DATA EXTRACT:

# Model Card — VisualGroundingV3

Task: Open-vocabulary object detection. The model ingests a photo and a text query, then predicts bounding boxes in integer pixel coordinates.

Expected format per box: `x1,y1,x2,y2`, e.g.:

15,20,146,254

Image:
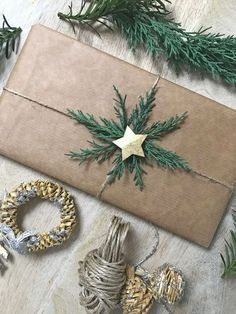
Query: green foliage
0,15,22,58
220,211,236,277
66,84,191,190
58,0,236,84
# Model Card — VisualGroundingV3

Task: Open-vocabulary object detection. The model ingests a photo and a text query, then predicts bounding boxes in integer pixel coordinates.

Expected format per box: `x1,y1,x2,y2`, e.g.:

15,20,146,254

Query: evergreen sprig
220,211,236,277
0,15,22,58
66,84,191,190
58,0,236,84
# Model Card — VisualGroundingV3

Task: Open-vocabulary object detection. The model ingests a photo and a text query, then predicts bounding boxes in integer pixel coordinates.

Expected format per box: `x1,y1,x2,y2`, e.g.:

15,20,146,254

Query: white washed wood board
0,0,236,314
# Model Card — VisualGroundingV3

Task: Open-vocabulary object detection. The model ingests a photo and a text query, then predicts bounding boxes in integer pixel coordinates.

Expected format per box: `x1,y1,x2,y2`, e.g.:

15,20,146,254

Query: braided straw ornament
0,180,76,252
121,263,185,314
79,217,129,314
121,266,155,314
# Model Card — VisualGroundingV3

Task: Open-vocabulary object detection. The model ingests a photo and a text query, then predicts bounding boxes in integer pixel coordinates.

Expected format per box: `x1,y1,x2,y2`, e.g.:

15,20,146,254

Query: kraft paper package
0,25,236,247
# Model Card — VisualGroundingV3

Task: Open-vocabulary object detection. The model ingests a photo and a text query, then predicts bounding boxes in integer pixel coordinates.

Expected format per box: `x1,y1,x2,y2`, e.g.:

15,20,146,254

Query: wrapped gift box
0,25,236,247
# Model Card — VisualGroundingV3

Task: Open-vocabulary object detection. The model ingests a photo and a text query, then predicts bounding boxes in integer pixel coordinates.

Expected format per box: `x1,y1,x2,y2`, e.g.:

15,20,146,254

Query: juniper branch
128,83,157,133
113,86,128,131
65,141,117,164
0,15,22,58
144,112,188,139
58,0,236,84
143,140,191,171
67,109,123,142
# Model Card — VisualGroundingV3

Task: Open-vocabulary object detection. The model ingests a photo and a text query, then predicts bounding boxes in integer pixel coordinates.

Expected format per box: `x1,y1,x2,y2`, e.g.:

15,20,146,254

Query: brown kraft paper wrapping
0,25,236,247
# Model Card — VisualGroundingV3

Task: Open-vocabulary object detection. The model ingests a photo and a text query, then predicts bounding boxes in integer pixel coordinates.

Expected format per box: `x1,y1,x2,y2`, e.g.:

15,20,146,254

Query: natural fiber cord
79,217,129,314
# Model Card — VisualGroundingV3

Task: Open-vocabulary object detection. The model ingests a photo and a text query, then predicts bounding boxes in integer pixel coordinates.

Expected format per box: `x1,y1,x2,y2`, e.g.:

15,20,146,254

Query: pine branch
220,230,236,277
67,110,123,142
65,141,117,164
107,154,125,184
130,156,147,191
144,112,188,139
128,83,157,133
220,211,236,278
58,0,236,84
0,15,22,58
66,83,190,190
143,140,191,171
113,86,128,131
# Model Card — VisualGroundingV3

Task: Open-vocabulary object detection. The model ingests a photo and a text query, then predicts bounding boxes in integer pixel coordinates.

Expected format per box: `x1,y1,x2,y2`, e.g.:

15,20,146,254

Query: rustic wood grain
0,0,236,314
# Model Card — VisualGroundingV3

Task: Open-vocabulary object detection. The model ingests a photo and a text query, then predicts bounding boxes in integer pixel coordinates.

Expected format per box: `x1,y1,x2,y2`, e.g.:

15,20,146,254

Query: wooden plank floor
0,0,236,314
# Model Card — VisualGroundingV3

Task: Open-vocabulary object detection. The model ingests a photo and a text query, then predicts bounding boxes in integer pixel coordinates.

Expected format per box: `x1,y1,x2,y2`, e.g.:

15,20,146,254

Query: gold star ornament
113,126,147,160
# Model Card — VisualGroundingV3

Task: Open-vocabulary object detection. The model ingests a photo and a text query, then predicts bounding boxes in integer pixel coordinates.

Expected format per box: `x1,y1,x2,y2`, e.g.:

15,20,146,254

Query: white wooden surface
0,0,236,314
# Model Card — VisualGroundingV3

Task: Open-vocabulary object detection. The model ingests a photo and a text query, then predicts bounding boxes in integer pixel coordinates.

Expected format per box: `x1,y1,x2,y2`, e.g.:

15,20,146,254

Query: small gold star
113,126,147,160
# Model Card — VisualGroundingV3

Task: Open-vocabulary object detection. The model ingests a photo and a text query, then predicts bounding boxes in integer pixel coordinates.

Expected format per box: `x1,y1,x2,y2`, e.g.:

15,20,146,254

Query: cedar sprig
66,83,191,190
0,15,22,58
220,211,236,278
58,0,236,84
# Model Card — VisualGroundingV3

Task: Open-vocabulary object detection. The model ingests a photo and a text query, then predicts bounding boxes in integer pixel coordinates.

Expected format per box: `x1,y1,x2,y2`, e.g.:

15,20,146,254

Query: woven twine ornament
79,217,129,314
121,264,185,314
121,266,154,314
79,217,185,314
0,180,76,272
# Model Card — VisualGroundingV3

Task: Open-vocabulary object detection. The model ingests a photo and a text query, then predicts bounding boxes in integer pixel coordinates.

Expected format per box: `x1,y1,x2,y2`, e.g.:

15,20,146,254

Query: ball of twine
79,217,129,314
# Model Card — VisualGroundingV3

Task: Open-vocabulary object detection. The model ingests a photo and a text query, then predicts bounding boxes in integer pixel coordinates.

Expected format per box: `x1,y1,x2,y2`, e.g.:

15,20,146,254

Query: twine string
79,217,129,314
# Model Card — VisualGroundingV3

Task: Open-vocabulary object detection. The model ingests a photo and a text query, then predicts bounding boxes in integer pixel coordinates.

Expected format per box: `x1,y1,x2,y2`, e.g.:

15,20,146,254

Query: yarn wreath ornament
66,80,191,190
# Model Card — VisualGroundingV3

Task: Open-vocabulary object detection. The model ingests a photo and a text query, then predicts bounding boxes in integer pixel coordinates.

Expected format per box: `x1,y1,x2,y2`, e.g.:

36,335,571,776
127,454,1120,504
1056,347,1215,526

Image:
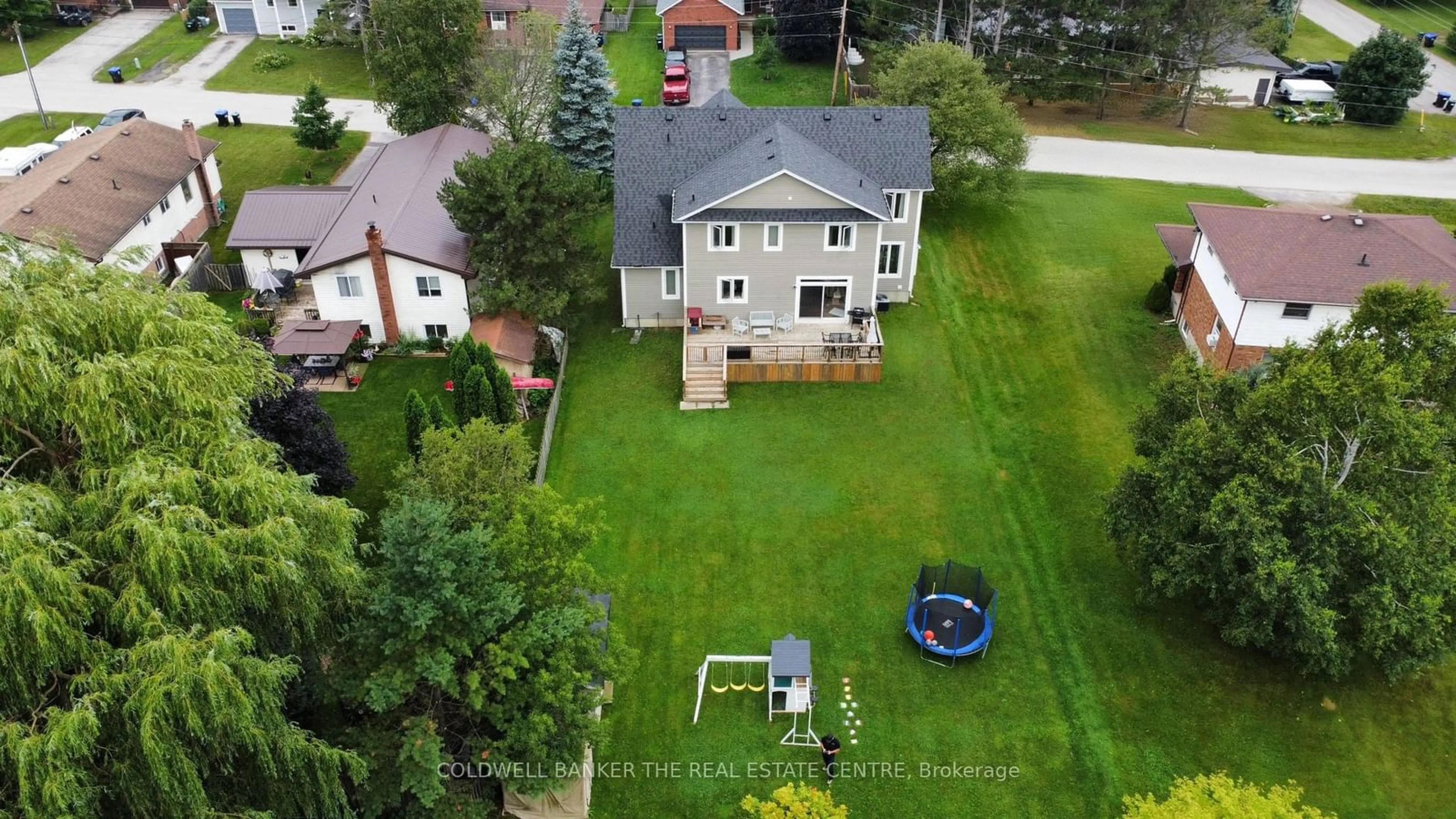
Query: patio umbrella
253,270,282,293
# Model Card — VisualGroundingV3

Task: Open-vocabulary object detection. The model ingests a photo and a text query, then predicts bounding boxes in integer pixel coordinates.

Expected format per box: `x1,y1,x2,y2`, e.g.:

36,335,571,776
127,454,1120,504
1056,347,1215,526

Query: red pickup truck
662,66,692,105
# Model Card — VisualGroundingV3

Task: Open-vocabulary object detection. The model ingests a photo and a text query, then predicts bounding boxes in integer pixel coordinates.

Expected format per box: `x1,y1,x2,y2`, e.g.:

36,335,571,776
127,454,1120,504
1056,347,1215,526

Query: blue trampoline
905,561,996,666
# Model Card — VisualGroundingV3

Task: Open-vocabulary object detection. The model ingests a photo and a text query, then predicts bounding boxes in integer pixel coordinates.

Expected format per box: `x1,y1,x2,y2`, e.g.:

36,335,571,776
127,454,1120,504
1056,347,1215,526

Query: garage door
673,26,728,51
223,9,258,33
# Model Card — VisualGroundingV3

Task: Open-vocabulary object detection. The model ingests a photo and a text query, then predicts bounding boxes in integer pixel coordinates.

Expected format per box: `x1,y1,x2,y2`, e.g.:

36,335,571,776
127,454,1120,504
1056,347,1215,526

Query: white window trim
885,191,910,224
708,221,742,254
333,275,364,299
763,221,783,254
824,221,859,254
875,242,905,278
716,275,748,304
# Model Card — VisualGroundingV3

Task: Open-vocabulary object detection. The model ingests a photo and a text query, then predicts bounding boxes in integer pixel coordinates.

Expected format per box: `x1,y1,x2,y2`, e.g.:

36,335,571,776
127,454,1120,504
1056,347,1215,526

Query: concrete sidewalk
1300,0,1456,111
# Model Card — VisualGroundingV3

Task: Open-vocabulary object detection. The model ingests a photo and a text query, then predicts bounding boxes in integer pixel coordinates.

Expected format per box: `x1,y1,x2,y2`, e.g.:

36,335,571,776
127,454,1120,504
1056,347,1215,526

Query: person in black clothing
820,733,839,783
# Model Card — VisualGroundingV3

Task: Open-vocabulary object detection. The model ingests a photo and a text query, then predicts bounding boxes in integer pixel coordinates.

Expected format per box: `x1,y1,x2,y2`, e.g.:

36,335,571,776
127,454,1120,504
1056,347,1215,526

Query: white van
51,126,92,146
0,143,61,176
1279,79,1335,105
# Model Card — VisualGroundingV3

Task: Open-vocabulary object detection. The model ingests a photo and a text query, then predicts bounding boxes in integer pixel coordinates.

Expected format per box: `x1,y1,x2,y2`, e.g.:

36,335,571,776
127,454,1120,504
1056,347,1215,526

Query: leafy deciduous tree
370,0,480,134
551,0,614,173
248,361,354,496
875,42,1028,200
1335,28,1431,126
0,242,364,819
1106,284,1456,678
293,80,350,150
440,143,601,318
1123,771,1335,819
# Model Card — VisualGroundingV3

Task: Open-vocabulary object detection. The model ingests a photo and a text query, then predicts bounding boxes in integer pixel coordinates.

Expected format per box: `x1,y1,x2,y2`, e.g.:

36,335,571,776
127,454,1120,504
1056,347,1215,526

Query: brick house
657,0,753,51
0,118,223,277
1156,204,1456,370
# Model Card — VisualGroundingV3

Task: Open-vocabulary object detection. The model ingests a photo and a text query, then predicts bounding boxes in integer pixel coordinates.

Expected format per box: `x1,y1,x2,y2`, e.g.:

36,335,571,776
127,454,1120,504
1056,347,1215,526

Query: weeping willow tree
0,243,364,819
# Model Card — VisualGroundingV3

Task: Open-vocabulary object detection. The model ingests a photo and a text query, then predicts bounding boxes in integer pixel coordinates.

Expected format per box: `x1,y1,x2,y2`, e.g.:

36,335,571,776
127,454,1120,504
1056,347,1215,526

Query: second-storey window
718,275,748,304
708,224,738,251
333,275,364,299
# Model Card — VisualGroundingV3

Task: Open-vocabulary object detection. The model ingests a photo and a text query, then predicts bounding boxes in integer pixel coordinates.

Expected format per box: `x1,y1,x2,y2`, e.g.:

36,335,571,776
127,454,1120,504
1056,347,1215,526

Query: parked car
55,3,92,26
662,64,693,105
96,108,147,128
51,126,92,146
1274,61,1345,86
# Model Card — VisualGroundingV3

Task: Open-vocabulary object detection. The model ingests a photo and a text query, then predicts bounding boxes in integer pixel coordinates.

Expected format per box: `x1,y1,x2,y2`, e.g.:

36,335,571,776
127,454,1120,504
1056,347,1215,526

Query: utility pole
828,0,850,105
14,20,51,131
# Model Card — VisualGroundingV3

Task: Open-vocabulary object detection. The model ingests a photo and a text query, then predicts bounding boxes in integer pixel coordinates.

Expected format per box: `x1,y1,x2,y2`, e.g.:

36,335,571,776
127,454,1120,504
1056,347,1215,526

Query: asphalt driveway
687,51,728,108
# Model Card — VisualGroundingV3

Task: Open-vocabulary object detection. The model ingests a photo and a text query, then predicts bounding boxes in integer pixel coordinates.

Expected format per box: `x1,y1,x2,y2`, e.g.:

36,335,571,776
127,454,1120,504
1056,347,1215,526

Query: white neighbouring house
213,0,323,38
0,118,223,278
227,126,491,344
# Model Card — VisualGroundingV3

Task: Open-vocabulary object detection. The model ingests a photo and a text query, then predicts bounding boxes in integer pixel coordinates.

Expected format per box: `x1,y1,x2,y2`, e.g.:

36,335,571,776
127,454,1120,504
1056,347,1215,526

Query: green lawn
92,17,217,83
1340,0,1456,45
0,111,100,146
207,38,374,99
1019,102,1456,159
603,5,662,105
730,57,847,108
319,356,454,519
1354,194,1456,230
1284,16,1354,63
538,176,1456,819
0,20,87,74
196,126,369,264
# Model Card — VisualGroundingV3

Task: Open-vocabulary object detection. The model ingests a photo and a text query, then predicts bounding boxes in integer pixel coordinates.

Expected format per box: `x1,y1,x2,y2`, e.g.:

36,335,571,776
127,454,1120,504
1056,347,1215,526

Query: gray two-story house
612,92,930,408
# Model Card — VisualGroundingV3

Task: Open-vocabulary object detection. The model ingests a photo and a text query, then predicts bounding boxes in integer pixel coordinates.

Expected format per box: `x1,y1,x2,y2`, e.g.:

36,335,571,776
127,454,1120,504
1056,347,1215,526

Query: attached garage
218,9,258,33
673,26,728,51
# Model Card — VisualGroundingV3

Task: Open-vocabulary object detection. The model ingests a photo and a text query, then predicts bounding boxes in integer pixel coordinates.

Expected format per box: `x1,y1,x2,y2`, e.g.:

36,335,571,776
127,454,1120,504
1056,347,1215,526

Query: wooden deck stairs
678,361,728,410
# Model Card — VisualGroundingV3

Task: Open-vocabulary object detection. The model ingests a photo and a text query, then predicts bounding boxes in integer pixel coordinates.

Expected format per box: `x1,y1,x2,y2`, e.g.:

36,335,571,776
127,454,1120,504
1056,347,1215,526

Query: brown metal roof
298,126,491,275
274,319,361,356
470,311,536,364
227,185,351,248
1153,224,1198,267
1188,204,1456,304
0,119,217,261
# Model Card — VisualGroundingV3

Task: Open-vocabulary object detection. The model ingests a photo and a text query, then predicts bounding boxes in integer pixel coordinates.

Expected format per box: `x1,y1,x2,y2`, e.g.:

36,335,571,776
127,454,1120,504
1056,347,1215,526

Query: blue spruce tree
551,0,612,173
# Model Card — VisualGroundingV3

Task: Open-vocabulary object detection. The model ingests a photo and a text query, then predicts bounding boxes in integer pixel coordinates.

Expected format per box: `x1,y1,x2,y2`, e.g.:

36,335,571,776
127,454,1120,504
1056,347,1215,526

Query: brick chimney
182,119,223,228
364,221,399,344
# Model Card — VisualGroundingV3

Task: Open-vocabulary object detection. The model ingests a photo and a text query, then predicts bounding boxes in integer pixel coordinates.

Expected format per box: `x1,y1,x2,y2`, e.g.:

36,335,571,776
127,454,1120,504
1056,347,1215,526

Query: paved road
1300,0,1456,112
687,51,730,108
1026,136,1456,197
0,12,389,131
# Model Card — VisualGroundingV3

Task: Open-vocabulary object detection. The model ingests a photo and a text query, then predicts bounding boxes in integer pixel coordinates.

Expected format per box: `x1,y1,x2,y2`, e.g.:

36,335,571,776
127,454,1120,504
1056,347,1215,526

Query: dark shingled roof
1188,204,1456,304
684,207,879,221
673,122,890,221
769,634,813,676
227,185,350,248
1153,224,1198,267
298,126,491,277
612,97,932,267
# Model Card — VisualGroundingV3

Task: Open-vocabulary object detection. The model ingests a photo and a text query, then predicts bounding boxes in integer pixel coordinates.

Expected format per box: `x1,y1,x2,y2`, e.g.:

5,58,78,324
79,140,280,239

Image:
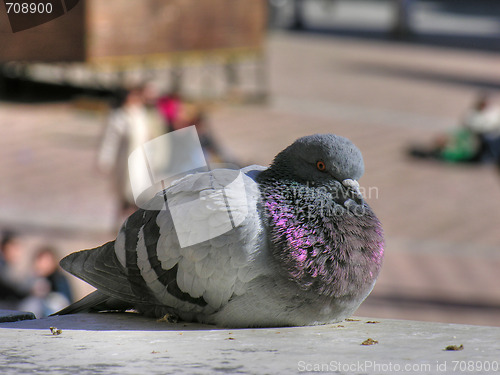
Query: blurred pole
391,0,413,39
290,0,305,30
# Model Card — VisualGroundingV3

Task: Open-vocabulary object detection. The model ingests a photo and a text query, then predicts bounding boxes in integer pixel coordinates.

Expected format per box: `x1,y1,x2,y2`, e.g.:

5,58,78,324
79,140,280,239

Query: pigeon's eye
316,160,326,172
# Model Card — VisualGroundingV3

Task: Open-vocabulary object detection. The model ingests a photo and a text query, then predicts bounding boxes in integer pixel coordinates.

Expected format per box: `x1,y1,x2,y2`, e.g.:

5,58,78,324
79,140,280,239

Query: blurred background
0,0,500,326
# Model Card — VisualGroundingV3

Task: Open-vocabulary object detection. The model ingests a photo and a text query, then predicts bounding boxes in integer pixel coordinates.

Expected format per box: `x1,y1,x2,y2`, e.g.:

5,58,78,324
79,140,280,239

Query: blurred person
0,231,30,309
97,87,162,223
409,93,500,162
19,246,73,318
157,90,239,166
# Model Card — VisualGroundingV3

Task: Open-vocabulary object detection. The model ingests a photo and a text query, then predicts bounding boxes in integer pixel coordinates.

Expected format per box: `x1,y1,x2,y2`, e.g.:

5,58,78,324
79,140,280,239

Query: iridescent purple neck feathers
258,172,384,298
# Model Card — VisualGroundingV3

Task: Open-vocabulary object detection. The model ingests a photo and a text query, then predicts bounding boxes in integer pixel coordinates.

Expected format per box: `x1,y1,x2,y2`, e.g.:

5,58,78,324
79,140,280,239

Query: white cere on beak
342,178,363,203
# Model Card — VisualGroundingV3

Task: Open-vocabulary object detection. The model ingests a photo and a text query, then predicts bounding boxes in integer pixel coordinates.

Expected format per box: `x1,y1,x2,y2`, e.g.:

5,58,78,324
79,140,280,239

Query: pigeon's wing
61,166,265,313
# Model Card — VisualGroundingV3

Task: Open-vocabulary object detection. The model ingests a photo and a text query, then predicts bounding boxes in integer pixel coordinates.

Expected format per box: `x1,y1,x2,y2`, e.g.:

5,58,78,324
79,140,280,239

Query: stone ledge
0,313,500,375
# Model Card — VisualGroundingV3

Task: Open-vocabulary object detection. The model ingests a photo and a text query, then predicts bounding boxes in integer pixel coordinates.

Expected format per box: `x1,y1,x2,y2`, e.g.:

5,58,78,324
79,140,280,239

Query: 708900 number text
5,3,52,14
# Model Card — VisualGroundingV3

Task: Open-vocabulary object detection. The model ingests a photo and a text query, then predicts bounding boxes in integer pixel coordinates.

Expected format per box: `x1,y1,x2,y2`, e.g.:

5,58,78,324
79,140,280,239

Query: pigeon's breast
265,187,384,297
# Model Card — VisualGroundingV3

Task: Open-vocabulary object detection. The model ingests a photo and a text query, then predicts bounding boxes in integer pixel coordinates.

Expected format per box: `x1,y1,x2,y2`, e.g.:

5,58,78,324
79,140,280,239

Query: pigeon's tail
51,290,133,316
56,241,147,315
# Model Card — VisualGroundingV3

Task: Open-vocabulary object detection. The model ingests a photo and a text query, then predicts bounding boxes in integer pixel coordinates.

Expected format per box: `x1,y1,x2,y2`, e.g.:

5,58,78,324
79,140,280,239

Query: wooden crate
0,0,267,63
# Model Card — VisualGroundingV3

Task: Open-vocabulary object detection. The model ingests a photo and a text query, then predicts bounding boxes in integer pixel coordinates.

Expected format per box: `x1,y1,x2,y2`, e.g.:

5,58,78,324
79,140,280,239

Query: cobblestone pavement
0,34,500,326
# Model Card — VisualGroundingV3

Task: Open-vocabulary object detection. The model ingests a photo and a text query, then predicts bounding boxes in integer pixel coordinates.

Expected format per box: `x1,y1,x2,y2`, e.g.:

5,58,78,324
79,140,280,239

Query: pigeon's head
270,134,365,184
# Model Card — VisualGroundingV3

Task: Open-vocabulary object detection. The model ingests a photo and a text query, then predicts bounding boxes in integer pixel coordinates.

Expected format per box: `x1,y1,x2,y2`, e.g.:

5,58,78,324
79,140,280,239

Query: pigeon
56,134,384,327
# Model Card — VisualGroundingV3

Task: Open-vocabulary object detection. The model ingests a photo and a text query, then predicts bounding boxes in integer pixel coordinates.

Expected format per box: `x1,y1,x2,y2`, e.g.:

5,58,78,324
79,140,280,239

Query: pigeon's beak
342,178,363,204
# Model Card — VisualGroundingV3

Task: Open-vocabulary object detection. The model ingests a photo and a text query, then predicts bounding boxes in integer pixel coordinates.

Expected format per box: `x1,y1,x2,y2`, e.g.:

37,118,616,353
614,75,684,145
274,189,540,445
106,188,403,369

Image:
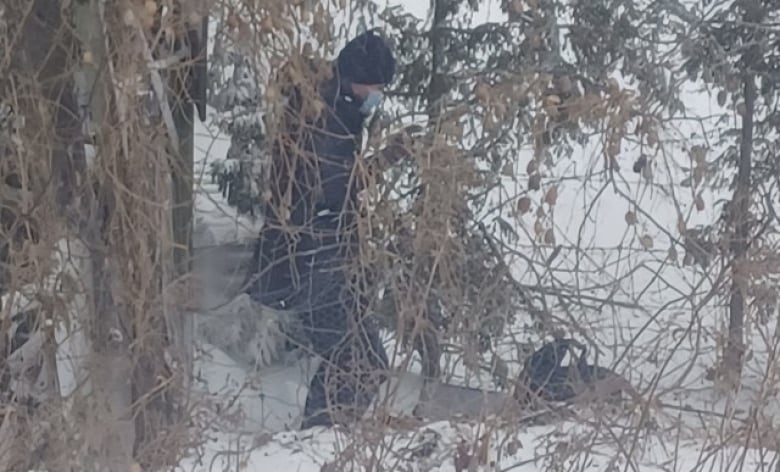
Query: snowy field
174,3,780,472
180,101,780,471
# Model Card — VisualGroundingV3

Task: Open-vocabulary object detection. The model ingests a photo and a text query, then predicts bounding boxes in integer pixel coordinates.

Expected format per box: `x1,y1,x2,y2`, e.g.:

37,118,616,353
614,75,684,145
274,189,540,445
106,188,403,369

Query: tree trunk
72,0,135,470
723,1,764,386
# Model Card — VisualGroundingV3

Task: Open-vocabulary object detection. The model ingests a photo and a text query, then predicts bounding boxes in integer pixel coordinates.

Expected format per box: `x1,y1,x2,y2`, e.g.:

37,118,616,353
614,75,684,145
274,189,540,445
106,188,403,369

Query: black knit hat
337,30,395,84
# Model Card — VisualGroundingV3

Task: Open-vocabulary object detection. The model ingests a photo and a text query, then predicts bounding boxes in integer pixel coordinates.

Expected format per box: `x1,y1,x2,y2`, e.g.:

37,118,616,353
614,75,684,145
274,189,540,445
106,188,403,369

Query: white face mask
360,90,385,115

WHAT TO DO: Gather every line of the data above that contains the word "wooden", and list those lines in the order in which they appear.

PROBLEM SOLUTION:
Query: wooden plank floor
Query: white wooden surface
Query: wooden deck stairs
Query: wooden crate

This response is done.